### EXCERPTED TEXT:
I code a diagram editor and I draw some curved links that perfectly works from quadratic bezier segment (see picture) :
I search the best way (and if it's possible) to draw "spike" curved link. Approximatively like this (in blue) :
I have no idea where to start, I read few articles on drawingbrush or "how to draw a curved text" but it doesn't seems to be what I need...
Thanks for your help or advises ! :)
Just to complete few remarks, the bezier is made with quadrametricBezier class from 3 points. Thanks to all of you !
I don't think there's a built-in way in WPF to do that. You'll have to calculate the coordinates yourself and draw the lines yourself (e.g. using DrawingVisual).
To calculate the coordinates, you would have to:
Step 1 Sample points along the bezier curve.
A bezier curve with 4 control points has the formula:
curve(t) = t^3 p1 + 3 t^2 (1-t) p2 + 3 t (1-t)^2 p3 + (1-t)^3 p4
d/dt curve(t) = 3 p3 - 3 p4 + 6 p2 t - 12 p3 t + 6 p4 t + 3 p1 t^2 - 9 p2 t^2 + 9 p3 t^2 - 3 p4 t^2
With these formulas, you can calculate points on the curve, and their tangent directions. Rotating the tangent direction by 90° (i.e. swap X/Y and change the sign of Y) gives the normal direction.
However, these points are not equidistant:
So if you used these points directly, you'd get a curve where some of the "spikes" are shorter than others:
Step 2: Get equidistant points along the curve
You now have a list of points along the curve. You can calculate the euclidean distance between each point and the next. Summing all those distances up gives the total length of the curve.

### SOURCE DATA:
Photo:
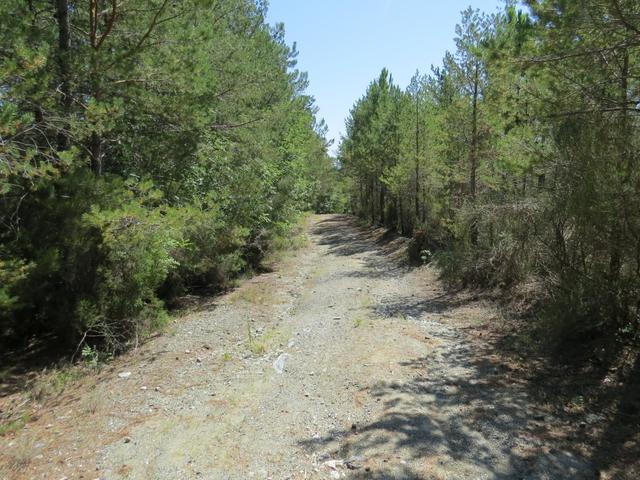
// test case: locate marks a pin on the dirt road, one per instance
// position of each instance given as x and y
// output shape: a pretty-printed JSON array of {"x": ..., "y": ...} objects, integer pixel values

### WRITTEN TASKS:
(a) In the thread on spiked curved links, what do you get by rotating the tangent direction by 90°?
(b) What are all the terms that are added together in the formula for curve(t) in the thread on spiked curved links?

### REPLIES:
(a) The normal direction.

(b)
- t^3 p1
- 3 t^2 (1-t) p2
- 3 t (1-t)^2 p3
- (1-t)^3 p4